Directions for this task: Report each line of the material below that contains the string "window", and treat case as significant when matching.

Data for the task:
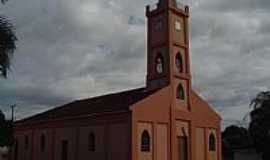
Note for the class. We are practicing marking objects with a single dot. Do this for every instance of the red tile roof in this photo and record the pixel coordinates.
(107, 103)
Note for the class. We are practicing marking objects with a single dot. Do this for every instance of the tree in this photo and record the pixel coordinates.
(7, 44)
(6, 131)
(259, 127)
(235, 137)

---

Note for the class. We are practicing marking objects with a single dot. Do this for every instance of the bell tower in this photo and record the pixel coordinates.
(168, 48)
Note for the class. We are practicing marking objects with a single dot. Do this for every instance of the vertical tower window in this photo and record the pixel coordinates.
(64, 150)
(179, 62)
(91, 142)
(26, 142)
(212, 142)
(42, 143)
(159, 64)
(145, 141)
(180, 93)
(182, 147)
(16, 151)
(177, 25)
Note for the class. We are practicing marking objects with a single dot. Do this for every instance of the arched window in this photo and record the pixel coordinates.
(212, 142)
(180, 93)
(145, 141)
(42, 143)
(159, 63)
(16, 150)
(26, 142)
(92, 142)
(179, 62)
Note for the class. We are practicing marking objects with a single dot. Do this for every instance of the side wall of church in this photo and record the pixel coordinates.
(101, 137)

Result of this exercise:
Note for the class. We are practicing marking objects with a single dot. Do this for every instance of the vertical tower window in this photo and record the pixel coordinates.
Note for the class. We are practicing marking objects with a single dot. Do this for every instance of the arched window in this photo and record the pixel coordinates.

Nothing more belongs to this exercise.